WORK INSTRUCTIONS:
Which lines below contain the string "target"? Gather every one of them in full, treating uppercase and lowercase letters as different.

## start RECORDS FOR THE TASK

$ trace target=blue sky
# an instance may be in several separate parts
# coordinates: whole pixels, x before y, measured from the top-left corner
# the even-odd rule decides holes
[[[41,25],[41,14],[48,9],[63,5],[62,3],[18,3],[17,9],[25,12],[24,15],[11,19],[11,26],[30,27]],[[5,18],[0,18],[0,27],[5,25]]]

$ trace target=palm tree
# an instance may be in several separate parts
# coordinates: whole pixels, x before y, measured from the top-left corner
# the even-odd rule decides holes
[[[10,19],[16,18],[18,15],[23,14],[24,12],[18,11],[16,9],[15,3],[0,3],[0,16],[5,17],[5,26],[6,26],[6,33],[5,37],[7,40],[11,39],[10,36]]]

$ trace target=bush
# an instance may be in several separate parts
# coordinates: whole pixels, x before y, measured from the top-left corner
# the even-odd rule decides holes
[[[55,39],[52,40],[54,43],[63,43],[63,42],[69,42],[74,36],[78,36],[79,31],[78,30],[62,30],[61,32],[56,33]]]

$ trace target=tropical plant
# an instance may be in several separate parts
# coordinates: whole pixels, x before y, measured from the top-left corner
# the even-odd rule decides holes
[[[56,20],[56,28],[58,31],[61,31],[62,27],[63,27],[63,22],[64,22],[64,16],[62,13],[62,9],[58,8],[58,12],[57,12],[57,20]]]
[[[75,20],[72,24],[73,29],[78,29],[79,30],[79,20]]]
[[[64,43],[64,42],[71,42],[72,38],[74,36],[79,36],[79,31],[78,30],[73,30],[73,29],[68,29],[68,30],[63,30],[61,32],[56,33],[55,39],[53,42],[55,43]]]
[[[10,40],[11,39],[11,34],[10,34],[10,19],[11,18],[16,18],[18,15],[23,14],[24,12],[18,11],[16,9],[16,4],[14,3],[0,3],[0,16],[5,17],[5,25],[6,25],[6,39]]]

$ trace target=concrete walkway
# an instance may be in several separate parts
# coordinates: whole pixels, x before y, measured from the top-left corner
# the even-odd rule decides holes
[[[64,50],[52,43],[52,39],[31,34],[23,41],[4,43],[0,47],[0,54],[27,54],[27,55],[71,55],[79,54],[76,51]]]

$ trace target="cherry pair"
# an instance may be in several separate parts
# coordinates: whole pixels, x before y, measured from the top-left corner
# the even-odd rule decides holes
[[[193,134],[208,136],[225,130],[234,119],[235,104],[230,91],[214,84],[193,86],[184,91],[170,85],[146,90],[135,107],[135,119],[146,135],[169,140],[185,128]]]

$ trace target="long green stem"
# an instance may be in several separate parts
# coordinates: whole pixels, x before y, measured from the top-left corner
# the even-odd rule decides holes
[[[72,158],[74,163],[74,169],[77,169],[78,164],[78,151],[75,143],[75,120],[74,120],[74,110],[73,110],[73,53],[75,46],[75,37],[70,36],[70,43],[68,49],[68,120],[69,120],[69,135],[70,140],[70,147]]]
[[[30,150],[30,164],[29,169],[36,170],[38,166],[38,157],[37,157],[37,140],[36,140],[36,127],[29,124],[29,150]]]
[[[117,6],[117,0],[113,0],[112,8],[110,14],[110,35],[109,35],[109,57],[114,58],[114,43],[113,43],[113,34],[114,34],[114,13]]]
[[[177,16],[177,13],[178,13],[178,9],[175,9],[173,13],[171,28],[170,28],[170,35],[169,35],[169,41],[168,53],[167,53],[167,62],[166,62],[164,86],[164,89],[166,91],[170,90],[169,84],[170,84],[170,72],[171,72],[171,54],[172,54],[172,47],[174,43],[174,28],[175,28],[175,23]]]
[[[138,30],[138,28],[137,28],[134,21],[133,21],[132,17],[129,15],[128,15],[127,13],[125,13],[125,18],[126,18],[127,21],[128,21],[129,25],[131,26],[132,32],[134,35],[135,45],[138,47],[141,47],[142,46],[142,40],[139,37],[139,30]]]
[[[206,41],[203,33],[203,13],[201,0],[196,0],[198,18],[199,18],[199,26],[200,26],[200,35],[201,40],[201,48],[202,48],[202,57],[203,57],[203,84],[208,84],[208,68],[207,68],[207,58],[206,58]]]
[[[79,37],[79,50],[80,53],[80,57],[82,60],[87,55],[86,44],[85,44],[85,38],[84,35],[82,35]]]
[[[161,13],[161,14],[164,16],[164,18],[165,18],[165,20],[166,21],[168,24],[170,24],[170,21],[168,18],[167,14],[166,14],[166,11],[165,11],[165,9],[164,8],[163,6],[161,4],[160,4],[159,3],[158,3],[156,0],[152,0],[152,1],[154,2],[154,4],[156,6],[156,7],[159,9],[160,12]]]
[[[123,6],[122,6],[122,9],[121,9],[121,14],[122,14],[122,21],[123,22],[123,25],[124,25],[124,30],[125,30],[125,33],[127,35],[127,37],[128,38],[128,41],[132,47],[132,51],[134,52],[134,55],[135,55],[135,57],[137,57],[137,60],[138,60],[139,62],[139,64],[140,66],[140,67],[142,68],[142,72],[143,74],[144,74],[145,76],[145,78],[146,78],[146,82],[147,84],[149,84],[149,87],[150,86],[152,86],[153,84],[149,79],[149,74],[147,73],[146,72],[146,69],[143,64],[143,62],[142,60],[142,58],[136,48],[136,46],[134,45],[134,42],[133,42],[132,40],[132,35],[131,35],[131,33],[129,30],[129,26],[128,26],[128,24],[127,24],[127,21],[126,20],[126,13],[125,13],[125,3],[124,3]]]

## end RECORDS FOR THE TASK

COMPLETE ANSWER:
$ trace target=blue sky
$ trace target=palm tree
$ trace target=bush
$ trace target=tropical plant
$ trace target=concrete walkway
$ trace target="cherry pair"
$ trace target="long green stem"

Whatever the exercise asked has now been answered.